▶ _Work required_
Which lines in the records below contain the word "segment"? Return each of them.
--- Source material Enclosed Below ---
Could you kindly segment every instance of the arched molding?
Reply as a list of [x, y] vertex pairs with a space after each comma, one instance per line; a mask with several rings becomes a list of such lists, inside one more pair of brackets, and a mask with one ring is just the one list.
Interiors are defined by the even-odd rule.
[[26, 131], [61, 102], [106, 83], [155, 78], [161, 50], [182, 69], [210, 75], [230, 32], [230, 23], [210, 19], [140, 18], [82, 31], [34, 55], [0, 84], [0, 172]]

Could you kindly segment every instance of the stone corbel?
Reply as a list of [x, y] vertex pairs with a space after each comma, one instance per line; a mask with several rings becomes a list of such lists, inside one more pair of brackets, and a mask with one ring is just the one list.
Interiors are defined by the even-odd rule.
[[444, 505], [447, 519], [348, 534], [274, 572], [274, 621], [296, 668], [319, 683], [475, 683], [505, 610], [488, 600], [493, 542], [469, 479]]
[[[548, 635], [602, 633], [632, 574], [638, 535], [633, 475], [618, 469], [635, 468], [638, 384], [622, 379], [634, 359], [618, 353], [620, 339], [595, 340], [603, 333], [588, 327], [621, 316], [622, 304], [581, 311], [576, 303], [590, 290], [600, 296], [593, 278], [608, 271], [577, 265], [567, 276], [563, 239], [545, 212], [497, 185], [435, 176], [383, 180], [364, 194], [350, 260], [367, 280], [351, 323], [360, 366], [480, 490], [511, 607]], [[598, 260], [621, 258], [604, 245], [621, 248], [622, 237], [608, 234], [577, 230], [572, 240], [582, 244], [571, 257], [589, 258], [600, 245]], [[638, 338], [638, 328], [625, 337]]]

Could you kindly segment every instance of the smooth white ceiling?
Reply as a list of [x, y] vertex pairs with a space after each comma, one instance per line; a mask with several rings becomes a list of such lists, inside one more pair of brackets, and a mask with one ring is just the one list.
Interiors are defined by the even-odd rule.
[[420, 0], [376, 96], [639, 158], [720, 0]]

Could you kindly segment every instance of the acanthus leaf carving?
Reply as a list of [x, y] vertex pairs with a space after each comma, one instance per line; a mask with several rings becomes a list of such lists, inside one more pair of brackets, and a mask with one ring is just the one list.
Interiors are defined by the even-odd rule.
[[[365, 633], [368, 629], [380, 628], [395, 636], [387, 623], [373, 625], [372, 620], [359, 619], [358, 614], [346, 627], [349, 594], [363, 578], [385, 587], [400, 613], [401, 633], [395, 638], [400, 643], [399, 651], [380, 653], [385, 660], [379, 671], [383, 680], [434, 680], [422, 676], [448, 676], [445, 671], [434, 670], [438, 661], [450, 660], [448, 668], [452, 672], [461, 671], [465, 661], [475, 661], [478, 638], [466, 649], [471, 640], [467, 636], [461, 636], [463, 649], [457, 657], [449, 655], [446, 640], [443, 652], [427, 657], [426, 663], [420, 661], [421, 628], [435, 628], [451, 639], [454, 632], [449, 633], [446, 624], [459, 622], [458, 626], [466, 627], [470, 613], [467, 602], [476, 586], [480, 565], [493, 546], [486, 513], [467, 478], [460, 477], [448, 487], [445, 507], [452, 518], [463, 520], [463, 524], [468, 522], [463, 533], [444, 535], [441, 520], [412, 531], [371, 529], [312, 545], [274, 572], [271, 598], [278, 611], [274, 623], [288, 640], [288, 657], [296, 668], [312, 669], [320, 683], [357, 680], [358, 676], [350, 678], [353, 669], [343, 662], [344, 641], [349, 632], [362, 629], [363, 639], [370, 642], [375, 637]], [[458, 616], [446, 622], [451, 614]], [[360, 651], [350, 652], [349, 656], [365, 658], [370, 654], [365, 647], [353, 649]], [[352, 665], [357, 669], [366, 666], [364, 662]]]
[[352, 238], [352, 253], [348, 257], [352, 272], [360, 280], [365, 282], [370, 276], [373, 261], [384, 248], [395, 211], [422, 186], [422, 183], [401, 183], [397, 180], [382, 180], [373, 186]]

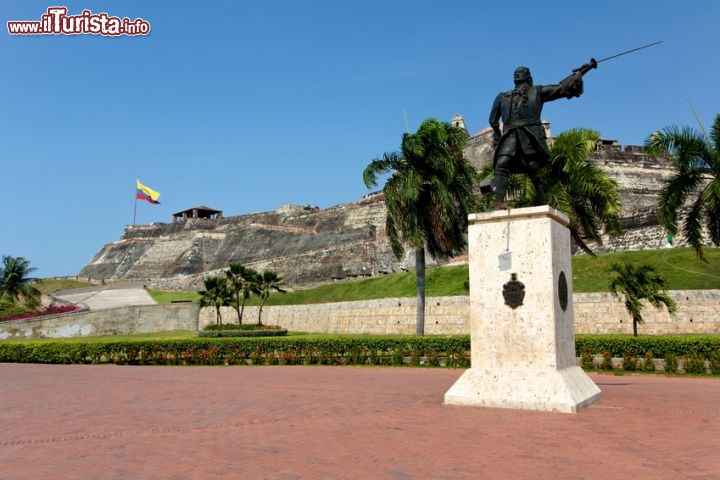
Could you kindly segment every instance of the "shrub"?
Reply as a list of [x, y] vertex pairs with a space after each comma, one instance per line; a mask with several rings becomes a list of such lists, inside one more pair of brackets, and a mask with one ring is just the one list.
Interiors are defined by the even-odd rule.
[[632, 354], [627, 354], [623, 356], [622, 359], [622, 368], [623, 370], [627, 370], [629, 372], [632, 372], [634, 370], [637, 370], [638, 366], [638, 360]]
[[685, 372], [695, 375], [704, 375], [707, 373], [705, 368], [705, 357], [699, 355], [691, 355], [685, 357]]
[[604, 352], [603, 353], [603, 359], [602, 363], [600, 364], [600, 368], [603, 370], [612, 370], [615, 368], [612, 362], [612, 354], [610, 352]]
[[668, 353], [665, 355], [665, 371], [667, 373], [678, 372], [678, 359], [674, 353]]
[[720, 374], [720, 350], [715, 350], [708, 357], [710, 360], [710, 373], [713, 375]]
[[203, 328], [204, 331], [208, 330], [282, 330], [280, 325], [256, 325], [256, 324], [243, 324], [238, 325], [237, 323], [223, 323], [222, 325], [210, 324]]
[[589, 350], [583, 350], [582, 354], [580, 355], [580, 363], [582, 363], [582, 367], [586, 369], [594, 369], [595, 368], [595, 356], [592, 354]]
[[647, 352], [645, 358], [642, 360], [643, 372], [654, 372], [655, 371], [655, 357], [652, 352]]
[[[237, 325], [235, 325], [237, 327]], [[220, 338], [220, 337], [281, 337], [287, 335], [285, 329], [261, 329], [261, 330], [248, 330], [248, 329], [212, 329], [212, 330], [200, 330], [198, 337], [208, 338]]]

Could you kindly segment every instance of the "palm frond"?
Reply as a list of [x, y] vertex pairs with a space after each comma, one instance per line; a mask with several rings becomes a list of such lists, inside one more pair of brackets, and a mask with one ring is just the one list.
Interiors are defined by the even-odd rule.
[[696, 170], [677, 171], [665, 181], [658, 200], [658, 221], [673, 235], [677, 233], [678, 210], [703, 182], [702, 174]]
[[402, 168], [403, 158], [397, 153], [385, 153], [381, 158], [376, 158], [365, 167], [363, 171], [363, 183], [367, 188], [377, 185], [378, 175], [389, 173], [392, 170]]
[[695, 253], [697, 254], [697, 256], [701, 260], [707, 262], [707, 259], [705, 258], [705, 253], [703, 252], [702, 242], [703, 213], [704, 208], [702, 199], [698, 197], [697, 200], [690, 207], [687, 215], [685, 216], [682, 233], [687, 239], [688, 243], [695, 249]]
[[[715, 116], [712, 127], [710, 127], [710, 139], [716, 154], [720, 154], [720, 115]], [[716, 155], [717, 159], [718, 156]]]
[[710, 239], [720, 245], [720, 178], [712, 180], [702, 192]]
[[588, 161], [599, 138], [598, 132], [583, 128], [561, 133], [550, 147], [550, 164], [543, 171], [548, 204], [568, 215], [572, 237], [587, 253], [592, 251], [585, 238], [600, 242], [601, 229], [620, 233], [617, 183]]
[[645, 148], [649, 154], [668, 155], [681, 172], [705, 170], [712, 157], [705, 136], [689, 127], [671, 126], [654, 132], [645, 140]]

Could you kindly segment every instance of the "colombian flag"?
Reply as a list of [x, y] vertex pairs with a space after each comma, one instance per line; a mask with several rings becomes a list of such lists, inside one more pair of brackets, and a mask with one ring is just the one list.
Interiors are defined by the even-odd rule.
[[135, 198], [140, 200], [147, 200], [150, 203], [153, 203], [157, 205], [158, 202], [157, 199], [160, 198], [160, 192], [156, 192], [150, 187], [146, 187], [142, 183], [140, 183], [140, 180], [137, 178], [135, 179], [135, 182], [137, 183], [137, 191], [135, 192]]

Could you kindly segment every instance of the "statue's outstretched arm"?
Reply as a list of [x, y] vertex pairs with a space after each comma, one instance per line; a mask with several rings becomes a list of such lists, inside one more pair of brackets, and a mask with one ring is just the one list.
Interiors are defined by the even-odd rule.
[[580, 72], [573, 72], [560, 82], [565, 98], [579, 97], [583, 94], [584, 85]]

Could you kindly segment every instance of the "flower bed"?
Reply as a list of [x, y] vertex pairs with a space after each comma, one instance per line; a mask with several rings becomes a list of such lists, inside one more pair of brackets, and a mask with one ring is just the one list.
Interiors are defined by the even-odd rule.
--- End of Enclosed Source material ---
▶ _Your solution_
Could you kindly segment every instance of the arched molding?
Could you kindly segment every instance of the stone corbel?
Could you kindly segment every instance of the smooth white ceiling?
Could you kindly segment every instance of the acanthus leaf carving?
Could you kindly segment every instance of the "shrub"?
Could you kindly segment every instance of the "palm frond"?
Could you kindly segment every instance of the "colombian flag"?
Could you kindly segment every instance of the "statue's outstretched arm"?
Could you kindly segment every instance of the "flower bed"?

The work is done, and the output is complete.